◆ Consigne ◆
Recopiez fidèlement le passage du débat parlementaire ci-dessous, en commençant aux mots « Il faut aussi » et en vous arrêtant après « monter en charge. ».

◆ Texte de la page ◆

Comme je l'indiquais à M. Lurton, les ARS travaillent déjà à faire remonter vers elles les informations sur les stocks des établissements de santé, afin de disposer d'une image de leur volume.

M. Éric Straumann. Et encore des questionnaires !

M. Laurent Pietraszewski, secrétaire d'État. Cela permet de décider de la redistribution des stocks.

Il faut aussi que les établissements de santé disposent de visibilité en la matière – sinon, comment pourraient-ils programmer leur activité ? C'est pour cela que nous avons demandé aux ARS de fermer la boucle, et de donner aux établissements de santé eux-mêmes, qui leur fournissent les informations, une image des stocks.

Je le répète : la bonne solution est de reprendre progressivement, en commençant par les chirurgies les plus urgentes, avant de monter en charge.

Mme la présidente. La parole est à Mme Agnès Thill.

Mme Agnès Thill. « Les stocks de médicaments se comptent en jour. Ils sont si réduits que nous n'avons plus accès à certains médicaments. » Monsieur le secrétaire d'État, nous avons tous à l'esprit des appels au secours comme celui-ci, après les avoir entendus de la bouche même du personnel médical. Les tensions, comme vous dites, étaient fortes en Hauts-de-France, dont vous venez.

La raison première ? Près de 80 % des substances actives de médicaments sont fabriquées hors d'Europe. Notre système hospitalier n'a actuellement qu'une visibilité à dix jours pour ces stocks, et nous allons vers de graves difficultés en cas de rebond ou de deuxième vague de l'épidémie.

Ce qui est vrai pour les médicaments l'est aussi pour le matériel de protection – les masques, les blouses, les charlottes et les gants –, que l'on peut qualifier dans certains cas d'inapproprié, tant pour l'usage qui en fait, que pour l'image de l'hôpital public qu'il donne. Non, un sac-poubelle n'est pas une tenue appropriée pour une aide-soignante, même en temps de guerre sanitaire !

◆ Entrées du jeu de données ◆
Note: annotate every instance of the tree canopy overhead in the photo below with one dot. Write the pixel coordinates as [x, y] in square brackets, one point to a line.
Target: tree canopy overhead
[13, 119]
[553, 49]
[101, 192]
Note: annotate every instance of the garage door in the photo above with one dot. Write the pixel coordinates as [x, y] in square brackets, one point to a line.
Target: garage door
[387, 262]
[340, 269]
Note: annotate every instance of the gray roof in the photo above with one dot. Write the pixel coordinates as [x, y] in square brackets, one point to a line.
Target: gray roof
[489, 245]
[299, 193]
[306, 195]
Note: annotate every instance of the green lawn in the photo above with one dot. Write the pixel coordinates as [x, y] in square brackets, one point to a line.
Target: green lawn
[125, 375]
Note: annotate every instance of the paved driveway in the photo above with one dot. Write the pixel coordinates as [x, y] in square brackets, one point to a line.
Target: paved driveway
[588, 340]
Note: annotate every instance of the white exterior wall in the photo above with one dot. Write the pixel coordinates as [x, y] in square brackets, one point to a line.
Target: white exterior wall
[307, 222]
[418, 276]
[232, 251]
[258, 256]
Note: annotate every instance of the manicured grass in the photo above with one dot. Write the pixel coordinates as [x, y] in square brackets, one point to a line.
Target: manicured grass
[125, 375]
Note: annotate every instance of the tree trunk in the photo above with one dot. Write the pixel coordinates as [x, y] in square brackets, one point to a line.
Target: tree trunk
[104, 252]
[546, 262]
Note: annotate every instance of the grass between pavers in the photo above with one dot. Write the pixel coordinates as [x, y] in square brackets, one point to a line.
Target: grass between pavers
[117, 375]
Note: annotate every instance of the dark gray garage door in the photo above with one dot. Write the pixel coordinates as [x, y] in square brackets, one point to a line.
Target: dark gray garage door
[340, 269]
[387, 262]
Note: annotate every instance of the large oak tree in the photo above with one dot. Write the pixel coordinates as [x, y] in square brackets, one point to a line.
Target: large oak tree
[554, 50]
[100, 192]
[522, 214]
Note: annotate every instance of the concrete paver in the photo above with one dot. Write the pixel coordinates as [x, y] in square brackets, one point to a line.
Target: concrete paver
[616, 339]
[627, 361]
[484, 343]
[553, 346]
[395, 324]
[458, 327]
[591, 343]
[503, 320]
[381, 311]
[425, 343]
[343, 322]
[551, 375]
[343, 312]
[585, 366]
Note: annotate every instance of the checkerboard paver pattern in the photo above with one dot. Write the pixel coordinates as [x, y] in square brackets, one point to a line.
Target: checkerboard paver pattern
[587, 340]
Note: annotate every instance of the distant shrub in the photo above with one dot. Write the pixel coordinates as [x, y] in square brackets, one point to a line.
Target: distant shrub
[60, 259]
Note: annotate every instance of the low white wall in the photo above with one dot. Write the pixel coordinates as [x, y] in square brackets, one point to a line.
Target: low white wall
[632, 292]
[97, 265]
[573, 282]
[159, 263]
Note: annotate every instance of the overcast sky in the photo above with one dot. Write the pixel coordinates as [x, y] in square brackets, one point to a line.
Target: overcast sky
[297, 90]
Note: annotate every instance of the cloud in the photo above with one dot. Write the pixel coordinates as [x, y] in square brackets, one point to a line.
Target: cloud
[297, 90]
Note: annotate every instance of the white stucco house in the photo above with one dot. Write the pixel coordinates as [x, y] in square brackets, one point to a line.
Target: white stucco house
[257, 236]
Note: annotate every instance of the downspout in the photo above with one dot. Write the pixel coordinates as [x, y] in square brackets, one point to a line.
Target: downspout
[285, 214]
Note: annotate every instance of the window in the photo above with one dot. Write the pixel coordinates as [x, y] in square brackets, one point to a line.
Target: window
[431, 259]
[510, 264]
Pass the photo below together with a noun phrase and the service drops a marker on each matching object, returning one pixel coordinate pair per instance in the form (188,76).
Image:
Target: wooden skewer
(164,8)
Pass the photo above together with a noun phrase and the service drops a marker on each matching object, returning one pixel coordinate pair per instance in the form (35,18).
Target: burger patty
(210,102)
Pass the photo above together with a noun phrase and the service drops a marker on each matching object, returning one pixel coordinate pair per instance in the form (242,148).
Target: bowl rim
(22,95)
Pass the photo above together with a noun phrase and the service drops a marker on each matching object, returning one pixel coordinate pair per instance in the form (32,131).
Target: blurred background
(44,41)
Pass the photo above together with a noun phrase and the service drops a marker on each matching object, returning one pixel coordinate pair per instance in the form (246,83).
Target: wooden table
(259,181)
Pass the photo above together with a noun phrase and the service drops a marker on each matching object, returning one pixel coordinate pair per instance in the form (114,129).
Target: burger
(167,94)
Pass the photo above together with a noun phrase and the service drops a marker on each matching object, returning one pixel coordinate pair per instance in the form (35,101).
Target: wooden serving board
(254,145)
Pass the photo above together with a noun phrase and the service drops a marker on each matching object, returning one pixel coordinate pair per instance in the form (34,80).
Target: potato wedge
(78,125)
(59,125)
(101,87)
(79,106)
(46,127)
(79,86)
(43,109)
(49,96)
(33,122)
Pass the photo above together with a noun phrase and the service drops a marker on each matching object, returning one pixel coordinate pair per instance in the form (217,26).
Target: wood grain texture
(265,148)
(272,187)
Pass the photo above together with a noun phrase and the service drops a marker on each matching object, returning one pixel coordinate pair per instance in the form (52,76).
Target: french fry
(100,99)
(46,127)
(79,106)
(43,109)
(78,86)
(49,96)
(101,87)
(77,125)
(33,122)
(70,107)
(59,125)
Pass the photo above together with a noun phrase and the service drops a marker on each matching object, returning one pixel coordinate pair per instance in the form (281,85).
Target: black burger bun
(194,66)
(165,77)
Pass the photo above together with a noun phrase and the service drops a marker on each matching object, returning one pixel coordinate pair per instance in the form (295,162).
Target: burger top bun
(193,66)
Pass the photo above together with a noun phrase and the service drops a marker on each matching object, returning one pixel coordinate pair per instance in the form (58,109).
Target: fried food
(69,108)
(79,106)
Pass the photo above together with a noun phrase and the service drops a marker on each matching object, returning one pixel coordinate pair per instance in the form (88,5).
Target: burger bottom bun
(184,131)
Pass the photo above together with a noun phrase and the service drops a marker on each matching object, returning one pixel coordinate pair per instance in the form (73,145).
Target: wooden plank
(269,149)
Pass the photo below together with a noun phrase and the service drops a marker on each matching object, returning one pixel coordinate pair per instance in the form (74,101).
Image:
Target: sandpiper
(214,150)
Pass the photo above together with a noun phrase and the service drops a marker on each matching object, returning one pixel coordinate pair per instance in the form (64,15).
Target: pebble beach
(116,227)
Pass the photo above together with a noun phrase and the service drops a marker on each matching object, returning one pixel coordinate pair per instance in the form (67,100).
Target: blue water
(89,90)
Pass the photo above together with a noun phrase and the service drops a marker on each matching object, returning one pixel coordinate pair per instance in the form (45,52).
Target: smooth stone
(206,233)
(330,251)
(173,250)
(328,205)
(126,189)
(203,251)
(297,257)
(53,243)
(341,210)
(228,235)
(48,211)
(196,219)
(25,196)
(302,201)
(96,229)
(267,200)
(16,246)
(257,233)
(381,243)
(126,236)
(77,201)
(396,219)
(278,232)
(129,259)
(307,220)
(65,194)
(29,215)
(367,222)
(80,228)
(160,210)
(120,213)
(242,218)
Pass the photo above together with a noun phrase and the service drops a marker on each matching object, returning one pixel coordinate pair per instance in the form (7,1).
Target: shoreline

◆ Résultat ◆
Il faut aussi que les établissements de santé disposent de visibilité en la matière – sinon, comment pourraient-ils programmer leur activité ? C'est pour cela que nous avons demandé aux ARS de fermer la boucle, et de donner aux établissements de santé eux-mêmes, qui leur fournissent les informations, une image des stocks.

Je le répète : la bonne solution est de reprendre progressivement, en commençant par les chirurgies les plus urgentes, avant de monter en charge.